---------- DATASET RECORDS ----------
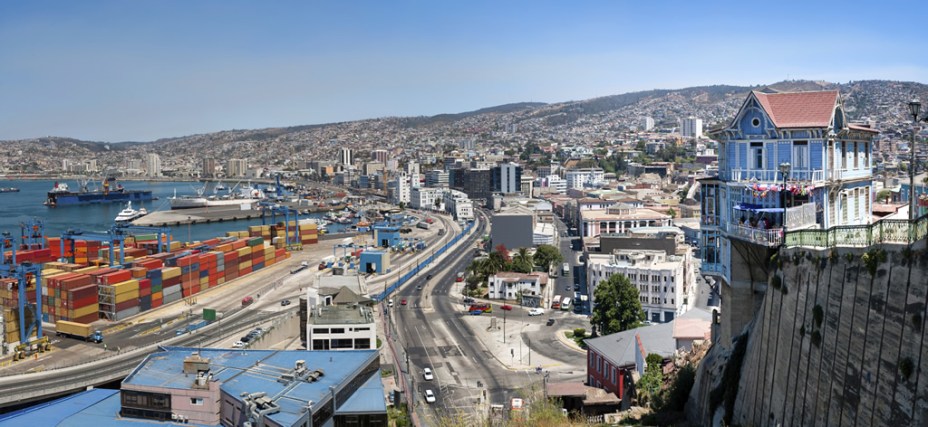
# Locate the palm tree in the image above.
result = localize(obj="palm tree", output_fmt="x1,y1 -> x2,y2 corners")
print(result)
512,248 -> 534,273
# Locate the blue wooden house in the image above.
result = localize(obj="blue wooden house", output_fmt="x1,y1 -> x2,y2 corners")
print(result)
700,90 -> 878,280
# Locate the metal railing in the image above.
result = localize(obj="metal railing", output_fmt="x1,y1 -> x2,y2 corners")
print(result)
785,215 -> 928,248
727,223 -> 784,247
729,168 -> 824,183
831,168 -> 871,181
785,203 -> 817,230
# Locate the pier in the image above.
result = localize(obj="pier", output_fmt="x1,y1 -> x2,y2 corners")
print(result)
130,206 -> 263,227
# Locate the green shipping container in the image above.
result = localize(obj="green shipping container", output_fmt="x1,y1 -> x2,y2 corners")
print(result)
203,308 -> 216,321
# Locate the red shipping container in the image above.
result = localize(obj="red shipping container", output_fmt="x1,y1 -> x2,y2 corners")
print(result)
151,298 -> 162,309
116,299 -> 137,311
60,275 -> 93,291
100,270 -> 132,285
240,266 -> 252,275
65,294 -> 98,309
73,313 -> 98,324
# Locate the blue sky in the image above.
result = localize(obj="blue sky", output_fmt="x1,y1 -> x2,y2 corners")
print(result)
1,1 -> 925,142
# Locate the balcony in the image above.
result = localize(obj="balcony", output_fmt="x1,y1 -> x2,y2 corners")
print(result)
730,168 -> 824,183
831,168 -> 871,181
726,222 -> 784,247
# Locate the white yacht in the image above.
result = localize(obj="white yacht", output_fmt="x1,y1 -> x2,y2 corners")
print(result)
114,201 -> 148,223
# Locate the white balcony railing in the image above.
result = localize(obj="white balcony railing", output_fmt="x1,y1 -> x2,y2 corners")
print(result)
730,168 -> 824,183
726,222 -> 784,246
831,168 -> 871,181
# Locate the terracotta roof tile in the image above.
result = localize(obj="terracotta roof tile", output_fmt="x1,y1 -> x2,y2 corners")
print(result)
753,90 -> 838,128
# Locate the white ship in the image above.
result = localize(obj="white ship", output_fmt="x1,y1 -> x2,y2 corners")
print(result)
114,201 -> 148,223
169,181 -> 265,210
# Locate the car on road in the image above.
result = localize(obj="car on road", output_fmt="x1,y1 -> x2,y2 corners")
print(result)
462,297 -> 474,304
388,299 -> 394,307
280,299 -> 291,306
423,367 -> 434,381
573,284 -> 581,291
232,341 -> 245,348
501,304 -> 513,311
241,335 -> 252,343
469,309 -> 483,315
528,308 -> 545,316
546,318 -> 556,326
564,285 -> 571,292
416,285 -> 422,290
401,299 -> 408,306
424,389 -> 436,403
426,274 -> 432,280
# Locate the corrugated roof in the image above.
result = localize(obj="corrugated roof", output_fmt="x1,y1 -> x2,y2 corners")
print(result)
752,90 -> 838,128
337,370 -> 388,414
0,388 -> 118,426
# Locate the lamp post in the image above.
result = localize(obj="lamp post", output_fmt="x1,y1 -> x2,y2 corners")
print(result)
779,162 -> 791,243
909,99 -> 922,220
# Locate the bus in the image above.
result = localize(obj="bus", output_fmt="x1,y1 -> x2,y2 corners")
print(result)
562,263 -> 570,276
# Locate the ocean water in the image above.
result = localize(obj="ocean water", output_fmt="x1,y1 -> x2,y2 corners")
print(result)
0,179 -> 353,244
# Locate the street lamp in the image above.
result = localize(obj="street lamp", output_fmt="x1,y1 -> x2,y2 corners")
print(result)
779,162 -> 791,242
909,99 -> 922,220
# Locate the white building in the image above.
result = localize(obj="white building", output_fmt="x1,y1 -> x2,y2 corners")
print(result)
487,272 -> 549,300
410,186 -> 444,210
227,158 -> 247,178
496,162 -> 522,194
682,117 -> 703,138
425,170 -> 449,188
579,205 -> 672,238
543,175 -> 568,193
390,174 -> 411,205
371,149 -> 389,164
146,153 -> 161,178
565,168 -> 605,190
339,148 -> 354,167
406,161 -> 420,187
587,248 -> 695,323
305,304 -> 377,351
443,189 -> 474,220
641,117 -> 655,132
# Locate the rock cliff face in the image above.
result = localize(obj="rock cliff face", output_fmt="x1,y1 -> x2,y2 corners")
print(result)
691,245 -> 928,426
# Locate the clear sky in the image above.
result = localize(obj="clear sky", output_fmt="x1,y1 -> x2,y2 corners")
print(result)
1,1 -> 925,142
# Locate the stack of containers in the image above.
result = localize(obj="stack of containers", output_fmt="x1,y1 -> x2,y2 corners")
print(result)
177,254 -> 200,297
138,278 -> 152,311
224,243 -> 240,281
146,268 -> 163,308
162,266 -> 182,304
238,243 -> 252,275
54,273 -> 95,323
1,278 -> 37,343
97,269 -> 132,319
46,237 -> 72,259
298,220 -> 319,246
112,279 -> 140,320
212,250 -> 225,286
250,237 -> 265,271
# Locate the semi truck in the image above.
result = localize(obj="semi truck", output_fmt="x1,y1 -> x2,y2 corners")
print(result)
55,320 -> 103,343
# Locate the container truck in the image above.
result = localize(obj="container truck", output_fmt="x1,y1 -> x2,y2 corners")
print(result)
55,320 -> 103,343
----------
---------- DATASET RECORDS ----------
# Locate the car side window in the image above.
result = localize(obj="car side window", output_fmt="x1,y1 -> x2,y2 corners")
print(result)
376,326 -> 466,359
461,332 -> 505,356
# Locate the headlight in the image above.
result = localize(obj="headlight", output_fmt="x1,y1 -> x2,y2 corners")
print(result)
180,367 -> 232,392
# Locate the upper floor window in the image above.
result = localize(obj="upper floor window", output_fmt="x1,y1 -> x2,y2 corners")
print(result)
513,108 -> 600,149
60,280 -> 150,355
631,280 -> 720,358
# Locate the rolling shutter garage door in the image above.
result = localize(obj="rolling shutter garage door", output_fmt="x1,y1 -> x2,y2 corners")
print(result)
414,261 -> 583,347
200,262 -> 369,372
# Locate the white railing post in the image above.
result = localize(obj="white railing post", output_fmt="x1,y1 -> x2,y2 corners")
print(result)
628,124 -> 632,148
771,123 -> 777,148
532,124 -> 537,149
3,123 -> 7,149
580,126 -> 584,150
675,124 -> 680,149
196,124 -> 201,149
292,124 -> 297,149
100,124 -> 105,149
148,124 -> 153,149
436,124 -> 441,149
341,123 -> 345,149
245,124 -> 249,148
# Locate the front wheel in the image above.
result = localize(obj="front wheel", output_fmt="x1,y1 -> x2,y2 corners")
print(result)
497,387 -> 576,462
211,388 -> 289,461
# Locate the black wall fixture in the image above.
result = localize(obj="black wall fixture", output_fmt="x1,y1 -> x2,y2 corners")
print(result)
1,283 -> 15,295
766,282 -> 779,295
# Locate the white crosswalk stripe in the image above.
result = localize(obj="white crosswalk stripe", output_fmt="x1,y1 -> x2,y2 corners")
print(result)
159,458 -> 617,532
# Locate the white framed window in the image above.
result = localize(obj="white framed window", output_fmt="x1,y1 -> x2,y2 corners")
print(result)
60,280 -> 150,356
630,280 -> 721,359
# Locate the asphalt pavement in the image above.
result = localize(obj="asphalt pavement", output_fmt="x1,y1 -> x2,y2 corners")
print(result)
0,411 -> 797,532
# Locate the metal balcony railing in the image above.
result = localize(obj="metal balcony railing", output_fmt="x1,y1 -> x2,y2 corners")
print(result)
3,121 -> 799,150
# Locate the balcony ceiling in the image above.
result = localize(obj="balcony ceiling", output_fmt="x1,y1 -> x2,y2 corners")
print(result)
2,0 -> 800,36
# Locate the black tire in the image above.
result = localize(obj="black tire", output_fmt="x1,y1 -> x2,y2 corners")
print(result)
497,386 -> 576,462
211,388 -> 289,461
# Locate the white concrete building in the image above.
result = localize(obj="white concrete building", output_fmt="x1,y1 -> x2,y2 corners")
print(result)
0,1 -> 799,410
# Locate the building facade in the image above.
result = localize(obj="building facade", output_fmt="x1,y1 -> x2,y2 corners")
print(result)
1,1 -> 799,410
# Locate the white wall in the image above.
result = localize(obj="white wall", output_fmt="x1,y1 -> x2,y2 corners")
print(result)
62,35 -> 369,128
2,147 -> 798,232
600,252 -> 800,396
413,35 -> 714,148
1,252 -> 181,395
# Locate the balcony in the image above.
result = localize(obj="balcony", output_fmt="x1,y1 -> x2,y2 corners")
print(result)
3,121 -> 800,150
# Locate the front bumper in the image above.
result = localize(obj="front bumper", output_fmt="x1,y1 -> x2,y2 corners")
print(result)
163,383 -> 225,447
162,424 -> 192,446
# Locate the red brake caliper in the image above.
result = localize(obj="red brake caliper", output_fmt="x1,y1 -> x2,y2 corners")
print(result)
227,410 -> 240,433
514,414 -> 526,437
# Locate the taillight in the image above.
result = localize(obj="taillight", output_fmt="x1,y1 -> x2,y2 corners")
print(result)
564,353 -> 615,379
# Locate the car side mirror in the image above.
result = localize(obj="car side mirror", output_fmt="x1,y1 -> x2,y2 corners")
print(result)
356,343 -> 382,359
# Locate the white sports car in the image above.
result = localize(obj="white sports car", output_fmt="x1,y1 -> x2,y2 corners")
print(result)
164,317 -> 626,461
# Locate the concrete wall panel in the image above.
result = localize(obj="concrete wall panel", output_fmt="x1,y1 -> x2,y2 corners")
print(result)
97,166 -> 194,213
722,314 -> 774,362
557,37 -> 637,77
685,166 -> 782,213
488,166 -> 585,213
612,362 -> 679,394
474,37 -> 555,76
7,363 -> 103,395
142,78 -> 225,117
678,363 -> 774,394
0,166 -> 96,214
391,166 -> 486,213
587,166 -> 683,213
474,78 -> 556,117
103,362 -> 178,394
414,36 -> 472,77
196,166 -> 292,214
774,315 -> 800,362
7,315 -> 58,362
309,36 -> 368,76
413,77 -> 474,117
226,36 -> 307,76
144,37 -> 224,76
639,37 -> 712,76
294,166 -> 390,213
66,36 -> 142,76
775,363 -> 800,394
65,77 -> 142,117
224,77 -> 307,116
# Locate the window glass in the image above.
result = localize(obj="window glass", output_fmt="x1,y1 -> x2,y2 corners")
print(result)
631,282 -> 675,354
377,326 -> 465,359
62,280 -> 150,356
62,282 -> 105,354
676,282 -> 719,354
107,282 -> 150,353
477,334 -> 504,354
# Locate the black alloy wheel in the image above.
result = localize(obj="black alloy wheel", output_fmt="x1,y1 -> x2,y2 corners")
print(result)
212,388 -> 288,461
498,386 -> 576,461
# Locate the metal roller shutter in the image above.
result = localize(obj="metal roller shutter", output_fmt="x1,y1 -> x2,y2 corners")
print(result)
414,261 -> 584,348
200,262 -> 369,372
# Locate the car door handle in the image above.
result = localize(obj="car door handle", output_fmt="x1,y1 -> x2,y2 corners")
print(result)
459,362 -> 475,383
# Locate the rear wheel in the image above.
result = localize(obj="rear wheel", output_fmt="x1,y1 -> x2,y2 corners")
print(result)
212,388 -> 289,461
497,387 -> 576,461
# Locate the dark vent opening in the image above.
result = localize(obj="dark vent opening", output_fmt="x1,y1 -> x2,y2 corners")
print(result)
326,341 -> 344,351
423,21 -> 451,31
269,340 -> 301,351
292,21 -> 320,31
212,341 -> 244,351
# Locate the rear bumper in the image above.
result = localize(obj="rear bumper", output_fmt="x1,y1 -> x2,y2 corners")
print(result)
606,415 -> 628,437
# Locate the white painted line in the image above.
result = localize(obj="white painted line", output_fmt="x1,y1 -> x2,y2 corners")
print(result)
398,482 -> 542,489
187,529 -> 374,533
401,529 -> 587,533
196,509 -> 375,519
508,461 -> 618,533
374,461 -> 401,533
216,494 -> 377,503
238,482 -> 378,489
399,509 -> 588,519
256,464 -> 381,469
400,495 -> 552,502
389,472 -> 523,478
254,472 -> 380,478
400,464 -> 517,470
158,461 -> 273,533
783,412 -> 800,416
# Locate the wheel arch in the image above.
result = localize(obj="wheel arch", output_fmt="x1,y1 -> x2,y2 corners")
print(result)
----------
---------- DATASET RECORDS ----------
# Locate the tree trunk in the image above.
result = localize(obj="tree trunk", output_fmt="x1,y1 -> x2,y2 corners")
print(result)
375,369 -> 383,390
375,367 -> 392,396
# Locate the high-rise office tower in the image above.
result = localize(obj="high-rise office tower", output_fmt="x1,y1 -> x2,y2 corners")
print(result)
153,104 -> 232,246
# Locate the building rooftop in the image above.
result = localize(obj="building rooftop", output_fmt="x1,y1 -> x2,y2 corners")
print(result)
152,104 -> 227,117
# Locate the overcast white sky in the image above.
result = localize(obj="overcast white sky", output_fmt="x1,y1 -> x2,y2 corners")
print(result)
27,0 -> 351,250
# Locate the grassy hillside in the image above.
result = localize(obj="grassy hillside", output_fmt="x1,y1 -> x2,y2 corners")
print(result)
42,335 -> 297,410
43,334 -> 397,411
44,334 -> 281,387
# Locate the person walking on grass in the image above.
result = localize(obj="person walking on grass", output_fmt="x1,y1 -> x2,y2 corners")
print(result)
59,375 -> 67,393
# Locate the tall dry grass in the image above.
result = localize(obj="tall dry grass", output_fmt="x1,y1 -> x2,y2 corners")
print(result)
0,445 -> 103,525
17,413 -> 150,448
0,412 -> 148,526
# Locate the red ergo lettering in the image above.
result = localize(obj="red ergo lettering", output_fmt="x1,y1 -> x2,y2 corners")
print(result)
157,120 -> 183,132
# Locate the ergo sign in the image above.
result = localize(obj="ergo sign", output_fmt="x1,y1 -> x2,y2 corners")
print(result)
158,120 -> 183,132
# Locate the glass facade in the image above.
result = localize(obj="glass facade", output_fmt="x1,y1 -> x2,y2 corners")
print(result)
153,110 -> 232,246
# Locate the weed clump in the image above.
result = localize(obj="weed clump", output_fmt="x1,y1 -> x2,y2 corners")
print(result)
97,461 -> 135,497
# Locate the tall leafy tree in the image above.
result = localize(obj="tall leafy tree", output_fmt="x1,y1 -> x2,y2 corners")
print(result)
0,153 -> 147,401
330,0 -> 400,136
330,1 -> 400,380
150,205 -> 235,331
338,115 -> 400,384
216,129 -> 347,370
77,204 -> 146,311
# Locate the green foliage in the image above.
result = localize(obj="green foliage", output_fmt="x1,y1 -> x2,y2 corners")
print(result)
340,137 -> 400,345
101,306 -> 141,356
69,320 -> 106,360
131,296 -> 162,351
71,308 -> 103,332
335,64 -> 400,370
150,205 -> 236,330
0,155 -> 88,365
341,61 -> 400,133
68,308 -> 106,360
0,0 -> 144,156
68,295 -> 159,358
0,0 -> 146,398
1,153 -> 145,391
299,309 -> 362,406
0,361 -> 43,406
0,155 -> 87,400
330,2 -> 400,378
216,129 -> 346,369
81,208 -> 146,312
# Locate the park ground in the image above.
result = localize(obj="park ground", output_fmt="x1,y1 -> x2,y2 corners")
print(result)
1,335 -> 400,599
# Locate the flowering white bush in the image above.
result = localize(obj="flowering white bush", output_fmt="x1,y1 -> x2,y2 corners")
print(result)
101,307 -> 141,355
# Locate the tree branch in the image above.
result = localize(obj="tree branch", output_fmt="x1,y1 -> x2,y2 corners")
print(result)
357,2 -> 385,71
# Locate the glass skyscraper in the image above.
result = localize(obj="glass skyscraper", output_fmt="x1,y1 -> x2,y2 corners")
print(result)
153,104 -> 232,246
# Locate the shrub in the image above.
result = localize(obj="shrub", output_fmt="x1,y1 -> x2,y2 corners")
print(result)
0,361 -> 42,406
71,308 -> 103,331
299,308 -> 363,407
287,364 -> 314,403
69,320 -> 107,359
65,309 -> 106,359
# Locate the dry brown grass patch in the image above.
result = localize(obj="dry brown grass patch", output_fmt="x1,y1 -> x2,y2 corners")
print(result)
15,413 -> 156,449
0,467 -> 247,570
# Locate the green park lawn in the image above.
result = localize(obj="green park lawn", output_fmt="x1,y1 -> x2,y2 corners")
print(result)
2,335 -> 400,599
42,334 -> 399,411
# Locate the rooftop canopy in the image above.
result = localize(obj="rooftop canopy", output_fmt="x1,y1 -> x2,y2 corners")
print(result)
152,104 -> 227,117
----------
◆ **WORK INSTRUCTIONS**
Please count the lines above that contain the word "office", and reply with the number alone.

◆ **WRITTEN REPLY**
2